* [Your goal]:
Print the stretch of the passage on the CDC's Ebola response from "Despite numerous procedural" through "being wholly mismanaged.", character for character.

Despite numerous procedural missteps over the course of the last several weeks, the Centers for Disease control want the American public to believe they have everything under control.

But with a second case now being confirmed in Dallas, one can't help but consider that these so-called 'protocols' set forth by the CDC are either inadequate, or they are being wholly mismanaged.

Where were the Hazmat suits for the police officers and clean-up crew that were first to arrive at Duncan's Ebola-stricken apartment? Or what about the ambulance that carried numerous patients and personnel for 48 hours after Duncan was dropped off at the hospital before anyone realized it needed to be isolated? Or how about the quarantine procedures, which left Duncan's extended relatives in an apartment with no established procedure for  supplying the detainees with food? And why were others who were living in apartments adjacent to these, who had close proximity to Duncan's ventilation systems, not moved?  Moreover, why did the Obama administration wait almost two weeks before suggesting that we should be screening passengers arriving in the United States from flights originating in Africa?

These are just a handful of the inconsistencies which suggest, among other things, that the CDC was caught completely off guard and unprepared.

* [Stored data]:

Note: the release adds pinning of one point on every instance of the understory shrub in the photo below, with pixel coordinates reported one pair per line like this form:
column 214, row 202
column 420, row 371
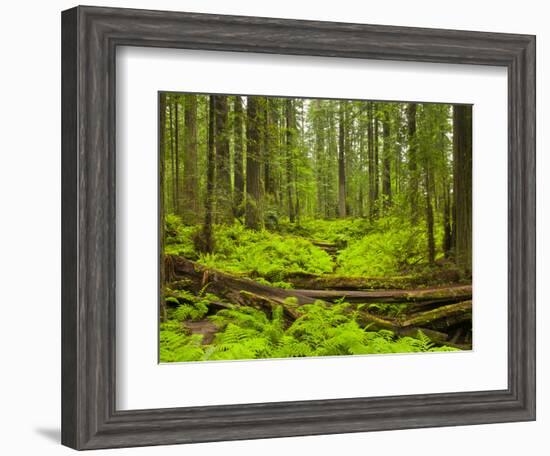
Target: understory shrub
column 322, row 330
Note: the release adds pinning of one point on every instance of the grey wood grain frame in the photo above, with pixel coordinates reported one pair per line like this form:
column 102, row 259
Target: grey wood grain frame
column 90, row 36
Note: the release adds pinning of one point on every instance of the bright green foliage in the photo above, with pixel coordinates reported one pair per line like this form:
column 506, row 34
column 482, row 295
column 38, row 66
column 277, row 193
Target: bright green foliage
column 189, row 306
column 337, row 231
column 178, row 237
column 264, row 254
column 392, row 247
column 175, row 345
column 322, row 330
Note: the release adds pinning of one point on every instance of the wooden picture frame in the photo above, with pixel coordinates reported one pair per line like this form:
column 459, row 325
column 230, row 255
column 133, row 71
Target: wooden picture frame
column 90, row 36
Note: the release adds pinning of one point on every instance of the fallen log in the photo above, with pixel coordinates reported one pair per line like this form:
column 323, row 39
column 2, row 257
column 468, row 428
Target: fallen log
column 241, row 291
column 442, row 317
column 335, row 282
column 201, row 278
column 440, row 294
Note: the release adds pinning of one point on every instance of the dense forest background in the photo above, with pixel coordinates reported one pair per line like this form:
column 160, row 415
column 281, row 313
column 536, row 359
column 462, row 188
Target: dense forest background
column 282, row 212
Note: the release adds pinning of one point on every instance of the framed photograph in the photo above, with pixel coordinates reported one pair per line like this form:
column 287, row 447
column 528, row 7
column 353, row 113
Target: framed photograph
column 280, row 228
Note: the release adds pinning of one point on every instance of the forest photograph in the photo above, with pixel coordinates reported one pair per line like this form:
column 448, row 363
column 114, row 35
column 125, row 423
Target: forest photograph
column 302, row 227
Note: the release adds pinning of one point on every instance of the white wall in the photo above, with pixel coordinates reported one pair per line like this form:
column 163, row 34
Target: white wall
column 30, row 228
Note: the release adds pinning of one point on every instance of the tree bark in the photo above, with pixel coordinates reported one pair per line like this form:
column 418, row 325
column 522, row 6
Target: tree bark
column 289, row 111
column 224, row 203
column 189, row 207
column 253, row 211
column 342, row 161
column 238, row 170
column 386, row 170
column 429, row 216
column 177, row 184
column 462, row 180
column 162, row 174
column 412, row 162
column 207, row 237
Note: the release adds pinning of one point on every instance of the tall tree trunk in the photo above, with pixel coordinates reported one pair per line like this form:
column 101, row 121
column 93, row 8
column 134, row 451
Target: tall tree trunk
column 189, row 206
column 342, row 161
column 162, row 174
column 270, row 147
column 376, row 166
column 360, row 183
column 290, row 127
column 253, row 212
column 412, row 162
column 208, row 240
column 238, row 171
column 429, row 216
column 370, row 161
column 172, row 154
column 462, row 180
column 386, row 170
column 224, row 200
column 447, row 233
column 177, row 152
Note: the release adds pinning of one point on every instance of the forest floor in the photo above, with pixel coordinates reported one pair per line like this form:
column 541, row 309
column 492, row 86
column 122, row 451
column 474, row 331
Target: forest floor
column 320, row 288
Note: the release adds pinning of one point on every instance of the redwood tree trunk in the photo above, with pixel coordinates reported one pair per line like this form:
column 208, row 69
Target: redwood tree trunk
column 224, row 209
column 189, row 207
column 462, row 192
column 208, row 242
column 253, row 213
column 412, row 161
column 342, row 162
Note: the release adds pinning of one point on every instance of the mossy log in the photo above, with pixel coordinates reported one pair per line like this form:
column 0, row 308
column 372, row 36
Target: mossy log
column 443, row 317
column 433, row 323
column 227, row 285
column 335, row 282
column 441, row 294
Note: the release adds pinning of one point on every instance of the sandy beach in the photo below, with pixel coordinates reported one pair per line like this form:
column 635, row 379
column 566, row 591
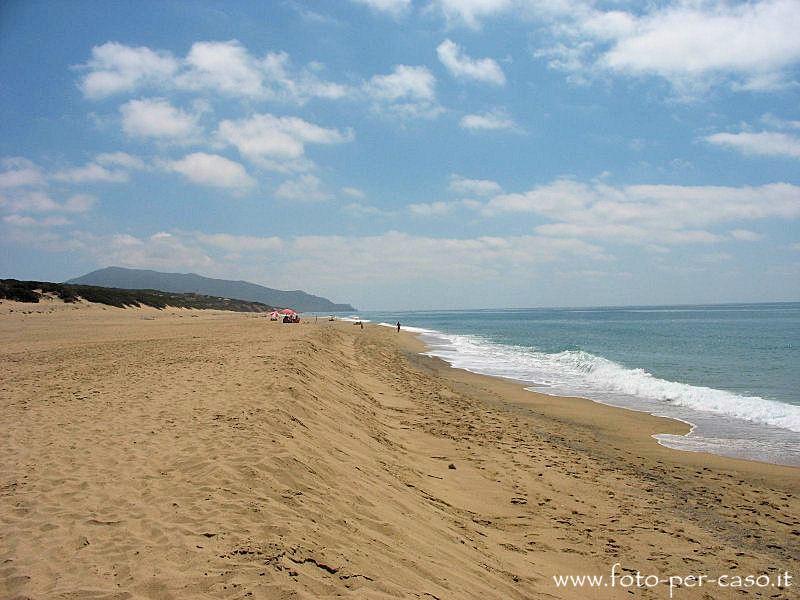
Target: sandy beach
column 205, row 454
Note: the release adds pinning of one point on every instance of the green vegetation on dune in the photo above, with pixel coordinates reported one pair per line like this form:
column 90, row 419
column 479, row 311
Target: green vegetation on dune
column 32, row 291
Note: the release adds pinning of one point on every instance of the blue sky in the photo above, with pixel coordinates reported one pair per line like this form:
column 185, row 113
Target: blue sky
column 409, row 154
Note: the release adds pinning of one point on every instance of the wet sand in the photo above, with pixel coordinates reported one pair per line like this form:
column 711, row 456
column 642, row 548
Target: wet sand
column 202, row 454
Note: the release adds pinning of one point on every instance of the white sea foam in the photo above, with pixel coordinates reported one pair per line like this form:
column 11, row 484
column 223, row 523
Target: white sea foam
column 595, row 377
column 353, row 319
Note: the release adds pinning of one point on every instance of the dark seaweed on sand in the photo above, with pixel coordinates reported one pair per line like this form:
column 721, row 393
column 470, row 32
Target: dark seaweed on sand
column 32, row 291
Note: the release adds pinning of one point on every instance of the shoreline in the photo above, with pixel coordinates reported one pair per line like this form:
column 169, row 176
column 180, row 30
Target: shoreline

* [Your solution]:
Despite numerous procedural missteps over the course of the last several weeks, the Centers for Disease control want the American public to believe they have everything under control.

But with a second case now being confirmed in Dallas, one can't help but consider that these so-called 'protocols' set forth by the CDC are either inadequate, or they are being wholly mismanaged.